Rewrite every one of the records with "One point per instance" replaced by "A single point for each instance", leaving everything else unchanged.

___ DATA FOR THE TASK

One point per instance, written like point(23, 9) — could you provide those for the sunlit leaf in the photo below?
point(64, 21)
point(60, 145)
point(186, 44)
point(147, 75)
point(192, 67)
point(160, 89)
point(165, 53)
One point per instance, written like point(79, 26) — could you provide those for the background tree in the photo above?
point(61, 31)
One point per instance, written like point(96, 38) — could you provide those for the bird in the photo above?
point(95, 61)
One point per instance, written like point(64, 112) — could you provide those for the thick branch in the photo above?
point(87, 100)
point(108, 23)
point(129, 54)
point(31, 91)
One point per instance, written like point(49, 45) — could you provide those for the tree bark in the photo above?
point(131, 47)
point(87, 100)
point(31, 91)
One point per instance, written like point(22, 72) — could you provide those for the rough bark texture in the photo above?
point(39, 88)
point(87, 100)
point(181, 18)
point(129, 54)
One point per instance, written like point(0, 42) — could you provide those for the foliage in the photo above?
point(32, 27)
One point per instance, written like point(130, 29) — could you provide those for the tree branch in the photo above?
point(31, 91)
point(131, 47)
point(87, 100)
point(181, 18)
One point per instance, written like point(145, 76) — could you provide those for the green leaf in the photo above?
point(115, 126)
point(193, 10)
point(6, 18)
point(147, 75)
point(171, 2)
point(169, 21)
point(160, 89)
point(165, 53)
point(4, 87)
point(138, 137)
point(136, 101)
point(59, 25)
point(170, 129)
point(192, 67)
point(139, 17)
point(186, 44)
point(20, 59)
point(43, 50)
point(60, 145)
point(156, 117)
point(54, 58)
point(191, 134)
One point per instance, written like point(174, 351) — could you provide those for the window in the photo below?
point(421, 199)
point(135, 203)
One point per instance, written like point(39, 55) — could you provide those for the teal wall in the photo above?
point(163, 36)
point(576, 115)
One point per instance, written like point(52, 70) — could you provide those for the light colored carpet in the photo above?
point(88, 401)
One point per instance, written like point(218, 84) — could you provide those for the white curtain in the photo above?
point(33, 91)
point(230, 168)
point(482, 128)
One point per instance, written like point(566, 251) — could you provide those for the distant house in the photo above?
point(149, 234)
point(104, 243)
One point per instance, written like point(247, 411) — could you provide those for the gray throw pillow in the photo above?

______

## FULL SOLUTION
A single point for each instance, written like point(23, 9) — could you provide those for the sunlit leaf in the photo below?
point(64, 21)
point(60, 145)
point(186, 44)
point(147, 75)
point(192, 67)
point(160, 89)
point(165, 53)
A single point for each instance, written like point(79, 26) — could you provide those for the background tree in the photo above?
point(61, 31)
A single point for each instance, written like point(96, 38) — could you provide those for the bird in the photo above?
point(95, 61)
A single point for each instance, written like point(64, 112) — could you provide those for the thick branch in the photo above?
point(87, 100)
point(108, 23)
point(129, 54)
point(31, 91)
A single point for each instance, written like point(49, 45) — could you provide those for the tree bark in the photo above?
point(131, 47)
point(87, 100)
point(31, 91)
A single point for each instance, written like point(22, 72) — could you provide those for the rough bark texture in the photo above?
point(39, 88)
point(87, 100)
point(181, 18)
point(129, 54)
A single point for each instance, written like point(0, 42) — could you provide those for the foliage in the photo above?
point(32, 27)
A single point for each instance, written like point(130, 29) — could you provide those for the tree branch in the photo above?
point(31, 91)
point(131, 47)
point(87, 100)
point(181, 18)
A single point for each instance, written like point(145, 76) — could you provide those for the green leaf in the photo above?
point(115, 126)
point(193, 10)
point(6, 18)
point(147, 75)
point(171, 2)
point(169, 21)
point(160, 89)
point(165, 53)
point(4, 87)
point(138, 137)
point(136, 101)
point(59, 25)
point(170, 129)
point(192, 67)
point(139, 17)
point(186, 44)
point(20, 59)
point(43, 50)
point(60, 145)
point(156, 117)
point(54, 58)
point(191, 134)
A single point for each instance, written like point(174, 351) — could you provide those for the window in the photo below?
point(421, 199)
point(135, 203)
A single point for each instance, written like point(39, 55) — could you provide those for the teal wall in the photo above?
point(163, 36)
point(576, 115)
A single point for each instance, written like point(52, 70) — could you provide those for the light colored carpet in the photo above?
point(88, 401)
A single point for each instance, written like point(218, 84) — could you provide those for the white curtain in the photo above?
point(33, 91)
point(230, 168)
point(482, 128)
A single point for each instance, written like point(566, 251) — could you provide those for the distant house in the photo above?
point(149, 234)
point(104, 243)
A single point for each instance, written like point(247, 411) — could you provide those for the gray throw pillow in the photo above?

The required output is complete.